* [Requirement]:
Write out the line with "Indicate the red race" and every later line through the end of the data below, exactly as given, with no pictures in the copy.

(Records from a data source)
━━━

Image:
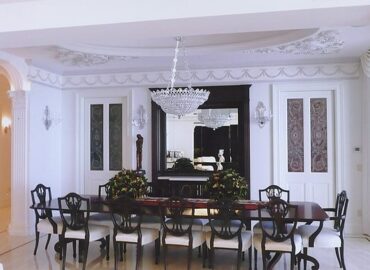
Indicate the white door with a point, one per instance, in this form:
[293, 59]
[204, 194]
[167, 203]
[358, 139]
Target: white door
[306, 143]
[105, 143]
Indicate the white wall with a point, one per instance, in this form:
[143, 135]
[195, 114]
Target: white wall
[262, 152]
[260, 139]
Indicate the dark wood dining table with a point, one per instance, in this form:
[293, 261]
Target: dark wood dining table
[307, 212]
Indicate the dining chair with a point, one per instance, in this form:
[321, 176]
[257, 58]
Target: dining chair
[279, 238]
[328, 237]
[75, 212]
[267, 194]
[226, 223]
[126, 230]
[45, 222]
[177, 221]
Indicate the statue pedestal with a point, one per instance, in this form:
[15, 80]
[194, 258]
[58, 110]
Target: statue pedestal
[140, 172]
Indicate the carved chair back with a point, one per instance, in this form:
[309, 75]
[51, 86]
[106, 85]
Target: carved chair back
[41, 194]
[340, 211]
[273, 192]
[181, 214]
[225, 219]
[75, 212]
[279, 213]
[126, 215]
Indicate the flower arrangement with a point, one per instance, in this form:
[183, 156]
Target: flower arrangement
[128, 182]
[227, 184]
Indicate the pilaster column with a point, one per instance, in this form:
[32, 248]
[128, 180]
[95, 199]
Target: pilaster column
[19, 223]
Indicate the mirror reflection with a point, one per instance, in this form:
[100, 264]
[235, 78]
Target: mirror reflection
[207, 137]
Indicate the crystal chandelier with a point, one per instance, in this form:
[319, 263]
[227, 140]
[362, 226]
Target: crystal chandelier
[214, 118]
[179, 101]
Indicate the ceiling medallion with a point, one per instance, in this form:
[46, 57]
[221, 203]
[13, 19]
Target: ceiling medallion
[324, 42]
[81, 59]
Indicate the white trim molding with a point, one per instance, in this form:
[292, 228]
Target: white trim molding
[19, 223]
[365, 62]
[203, 76]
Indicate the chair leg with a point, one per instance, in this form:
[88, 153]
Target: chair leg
[107, 240]
[86, 249]
[204, 247]
[74, 248]
[64, 251]
[138, 255]
[239, 259]
[48, 241]
[165, 256]
[157, 249]
[255, 259]
[116, 249]
[305, 256]
[37, 242]
[342, 256]
[338, 257]
[190, 250]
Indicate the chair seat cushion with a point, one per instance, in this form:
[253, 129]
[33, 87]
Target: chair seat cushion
[198, 223]
[268, 226]
[44, 225]
[96, 232]
[147, 236]
[327, 238]
[198, 239]
[149, 222]
[230, 243]
[104, 219]
[278, 246]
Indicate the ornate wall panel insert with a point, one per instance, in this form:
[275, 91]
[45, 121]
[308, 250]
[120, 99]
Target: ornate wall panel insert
[295, 135]
[115, 137]
[96, 137]
[319, 135]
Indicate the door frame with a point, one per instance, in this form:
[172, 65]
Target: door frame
[337, 91]
[126, 97]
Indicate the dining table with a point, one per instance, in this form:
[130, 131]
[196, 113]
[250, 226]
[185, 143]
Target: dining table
[307, 212]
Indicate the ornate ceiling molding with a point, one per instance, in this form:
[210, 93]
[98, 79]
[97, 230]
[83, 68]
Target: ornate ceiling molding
[211, 76]
[81, 59]
[365, 62]
[324, 42]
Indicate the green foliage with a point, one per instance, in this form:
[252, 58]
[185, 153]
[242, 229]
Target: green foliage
[183, 165]
[128, 182]
[227, 184]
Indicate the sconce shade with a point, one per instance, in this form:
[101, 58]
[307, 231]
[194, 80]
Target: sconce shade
[5, 123]
[261, 114]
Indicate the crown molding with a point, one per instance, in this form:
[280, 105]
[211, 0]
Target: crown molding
[43, 76]
[365, 62]
[205, 76]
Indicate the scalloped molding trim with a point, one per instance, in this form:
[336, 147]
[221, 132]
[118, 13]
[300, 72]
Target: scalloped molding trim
[206, 76]
[365, 61]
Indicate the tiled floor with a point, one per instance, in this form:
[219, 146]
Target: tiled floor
[17, 253]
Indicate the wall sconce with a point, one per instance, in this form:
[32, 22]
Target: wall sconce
[261, 114]
[141, 118]
[5, 123]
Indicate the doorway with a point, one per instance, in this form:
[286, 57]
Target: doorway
[5, 154]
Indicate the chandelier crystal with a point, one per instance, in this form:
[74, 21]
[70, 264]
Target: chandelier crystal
[180, 101]
[214, 118]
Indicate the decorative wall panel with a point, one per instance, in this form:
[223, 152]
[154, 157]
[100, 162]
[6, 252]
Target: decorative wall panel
[295, 135]
[96, 137]
[115, 137]
[319, 135]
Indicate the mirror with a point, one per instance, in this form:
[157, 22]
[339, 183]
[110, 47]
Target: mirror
[198, 142]
[207, 137]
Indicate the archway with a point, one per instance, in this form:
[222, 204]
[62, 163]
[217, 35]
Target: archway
[15, 72]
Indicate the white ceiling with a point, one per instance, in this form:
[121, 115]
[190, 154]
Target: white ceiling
[326, 35]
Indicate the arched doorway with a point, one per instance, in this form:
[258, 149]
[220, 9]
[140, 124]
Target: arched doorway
[5, 153]
[14, 70]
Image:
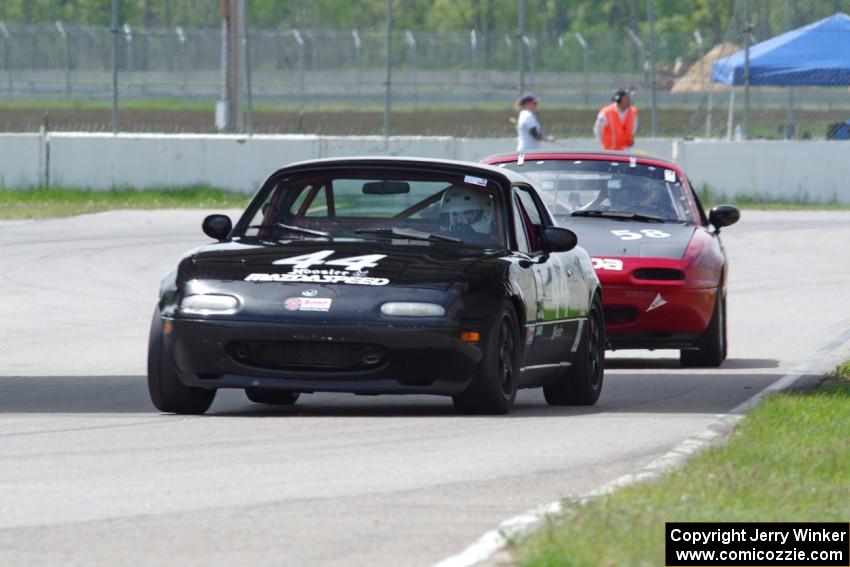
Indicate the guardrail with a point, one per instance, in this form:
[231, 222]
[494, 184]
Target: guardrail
[810, 171]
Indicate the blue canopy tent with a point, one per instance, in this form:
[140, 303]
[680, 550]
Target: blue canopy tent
[814, 55]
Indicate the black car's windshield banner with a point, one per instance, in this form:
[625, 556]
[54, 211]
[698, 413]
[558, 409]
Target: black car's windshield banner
[353, 270]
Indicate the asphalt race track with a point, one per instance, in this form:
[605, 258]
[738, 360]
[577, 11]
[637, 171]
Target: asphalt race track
[91, 474]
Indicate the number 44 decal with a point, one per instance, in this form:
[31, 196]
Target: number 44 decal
[351, 263]
[649, 233]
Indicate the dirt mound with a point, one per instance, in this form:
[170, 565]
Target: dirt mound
[698, 77]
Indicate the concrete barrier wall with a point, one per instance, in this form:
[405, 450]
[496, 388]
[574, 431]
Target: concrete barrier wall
[21, 160]
[804, 171]
[811, 171]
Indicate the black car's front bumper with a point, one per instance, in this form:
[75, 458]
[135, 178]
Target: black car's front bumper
[362, 359]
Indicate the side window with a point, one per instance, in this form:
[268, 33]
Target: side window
[519, 217]
[318, 207]
[532, 216]
[700, 209]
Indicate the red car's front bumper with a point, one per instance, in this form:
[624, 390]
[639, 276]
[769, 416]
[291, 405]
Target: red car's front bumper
[644, 310]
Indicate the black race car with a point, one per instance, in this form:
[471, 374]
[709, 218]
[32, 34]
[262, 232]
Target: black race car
[382, 276]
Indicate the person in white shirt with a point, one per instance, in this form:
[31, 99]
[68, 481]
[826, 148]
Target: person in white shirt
[529, 131]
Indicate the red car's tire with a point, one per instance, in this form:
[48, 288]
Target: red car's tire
[711, 347]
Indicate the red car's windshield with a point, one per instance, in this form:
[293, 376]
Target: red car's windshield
[571, 186]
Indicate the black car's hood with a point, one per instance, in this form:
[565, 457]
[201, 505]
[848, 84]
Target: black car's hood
[414, 264]
[624, 238]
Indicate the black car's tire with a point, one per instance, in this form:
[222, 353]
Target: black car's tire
[711, 345]
[167, 392]
[271, 397]
[581, 383]
[494, 387]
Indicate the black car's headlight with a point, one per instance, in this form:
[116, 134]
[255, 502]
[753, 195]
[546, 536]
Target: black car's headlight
[209, 304]
[412, 309]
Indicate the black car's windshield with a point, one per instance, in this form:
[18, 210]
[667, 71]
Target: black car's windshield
[608, 189]
[405, 207]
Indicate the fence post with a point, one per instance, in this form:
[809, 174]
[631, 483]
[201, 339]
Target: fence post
[248, 84]
[114, 66]
[7, 55]
[181, 41]
[388, 82]
[639, 44]
[583, 44]
[791, 127]
[521, 47]
[128, 37]
[473, 50]
[67, 55]
[746, 69]
[650, 9]
[706, 92]
[300, 41]
[411, 54]
[358, 58]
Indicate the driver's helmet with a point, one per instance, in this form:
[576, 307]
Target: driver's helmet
[637, 192]
[462, 208]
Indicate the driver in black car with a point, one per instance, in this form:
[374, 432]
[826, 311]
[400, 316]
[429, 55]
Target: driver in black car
[467, 214]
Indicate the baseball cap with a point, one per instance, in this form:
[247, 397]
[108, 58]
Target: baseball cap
[526, 98]
[620, 94]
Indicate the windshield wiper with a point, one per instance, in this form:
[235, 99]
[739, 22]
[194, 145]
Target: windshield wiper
[293, 229]
[624, 215]
[408, 233]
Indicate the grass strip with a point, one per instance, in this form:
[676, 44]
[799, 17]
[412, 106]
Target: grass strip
[787, 460]
[46, 203]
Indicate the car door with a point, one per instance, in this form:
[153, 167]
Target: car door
[553, 330]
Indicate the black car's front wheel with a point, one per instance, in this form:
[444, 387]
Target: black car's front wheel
[167, 392]
[271, 397]
[494, 387]
[581, 383]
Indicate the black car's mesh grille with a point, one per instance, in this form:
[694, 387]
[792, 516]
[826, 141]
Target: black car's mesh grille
[307, 355]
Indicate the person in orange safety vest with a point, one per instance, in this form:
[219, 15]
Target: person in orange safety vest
[616, 123]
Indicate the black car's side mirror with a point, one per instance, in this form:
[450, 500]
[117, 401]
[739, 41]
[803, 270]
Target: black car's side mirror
[217, 226]
[557, 239]
[723, 215]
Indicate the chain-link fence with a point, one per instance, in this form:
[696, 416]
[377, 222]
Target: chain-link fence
[456, 66]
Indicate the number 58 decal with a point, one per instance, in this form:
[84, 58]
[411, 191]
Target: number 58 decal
[649, 233]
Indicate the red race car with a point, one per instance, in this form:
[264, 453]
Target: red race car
[658, 256]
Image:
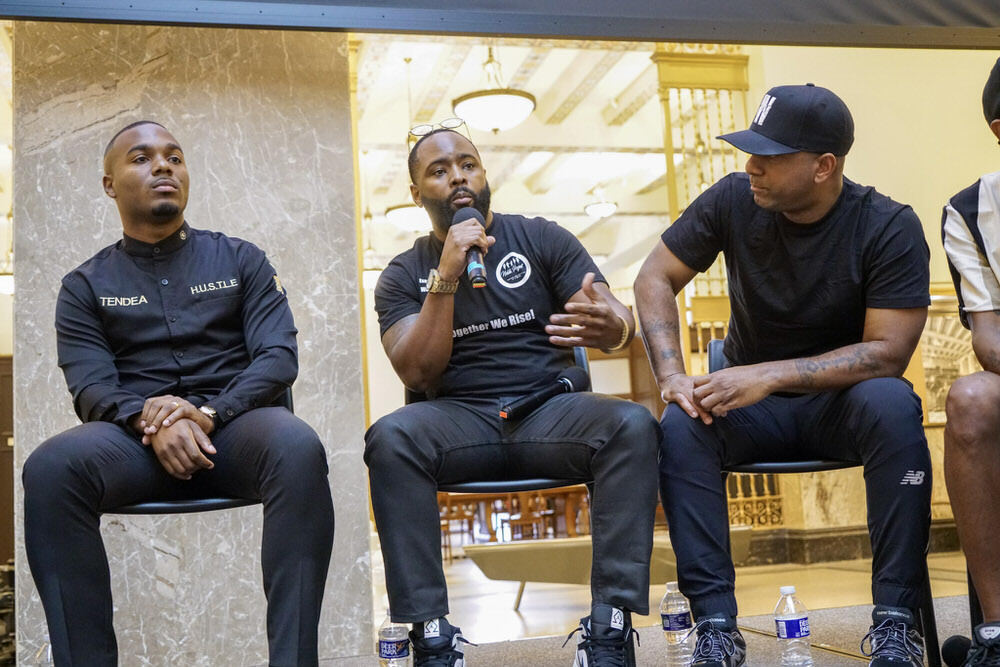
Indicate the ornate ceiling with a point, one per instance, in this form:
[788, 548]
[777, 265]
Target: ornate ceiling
[597, 131]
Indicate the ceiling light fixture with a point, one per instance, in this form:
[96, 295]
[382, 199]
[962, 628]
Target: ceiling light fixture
[497, 107]
[598, 210]
[408, 217]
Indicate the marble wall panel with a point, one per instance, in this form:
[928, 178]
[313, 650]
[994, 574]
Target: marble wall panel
[264, 120]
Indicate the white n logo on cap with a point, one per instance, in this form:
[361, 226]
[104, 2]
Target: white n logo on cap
[763, 109]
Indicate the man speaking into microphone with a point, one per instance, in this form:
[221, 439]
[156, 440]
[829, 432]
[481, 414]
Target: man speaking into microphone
[474, 351]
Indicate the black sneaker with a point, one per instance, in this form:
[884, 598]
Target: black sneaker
[719, 644]
[985, 651]
[438, 643]
[605, 638]
[893, 639]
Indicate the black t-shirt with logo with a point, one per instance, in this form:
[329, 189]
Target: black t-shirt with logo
[499, 344]
[199, 315]
[801, 290]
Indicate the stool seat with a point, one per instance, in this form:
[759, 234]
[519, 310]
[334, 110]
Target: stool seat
[780, 467]
[183, 506]
[507, 486]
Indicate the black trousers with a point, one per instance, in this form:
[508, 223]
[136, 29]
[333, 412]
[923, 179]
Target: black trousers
[267, 454]
[581, 436]
[877, 423]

━━━

* [Full response]:
Indicate the red race car with a point, one per instance, in this form:
[264, 453]
Target: red race car
[658, 256]
Image:
Indicate the ornate ceiling with a point, one per instance, in this form:
[788, 548]
[777, 265]
Target: ornate ceiling
[597, 131]
Indicate the ceiling light fixture with a point, one per instance, in this form:
[96, 295]
[382, 199]
[962, 628]
Target: ceiling light fixture
[497, 107]
[598, 210]
[408, 217]
Indicate the marble wall panel with a point, one per instance, in this form:
[928, 178]
[313, 650]
[994, 574]
Target: marble wall panel
[264, 120]
Indicate the white n logo on cap with a point, one per instance, in this form:
[361, 226]
[104, 2]
Target: white n logo on cap
[763, 109]
Indicate the man speaking into microphone with a point, one per instance, in this form:
[221, 439]
[156, 440]
[829, 432]
[481, 414]
Target: man speaking into microphone
[474, 351]
Indicate the black sneaker with a point, one per instance, in this form:
[884, 598]
Target: black sneaker
[719, 644]
[985, 651]
[438, 643]
[605, 638]
[893, 639]
Indicate the black t-shirt with logo with a point, one per instance, in this form:
[329, 189]
Target: black t-shirt with logo
[499, 344]
[199, 315]
[801, 290]
Indicate the stool seat with a point, one per instance, in this form:
[759, 234]
[519, 310]
[334, 110]
Target: stool seat
[780, 467]
[183, 506]
[507, 486]
Indicate the black trousers with a point, one per instance, in this form:
[508, 223]
[136, 29]
[333, 412]
[923, 179]
Target: black trousers
[267, 454]
[581, 436]
[877, 423]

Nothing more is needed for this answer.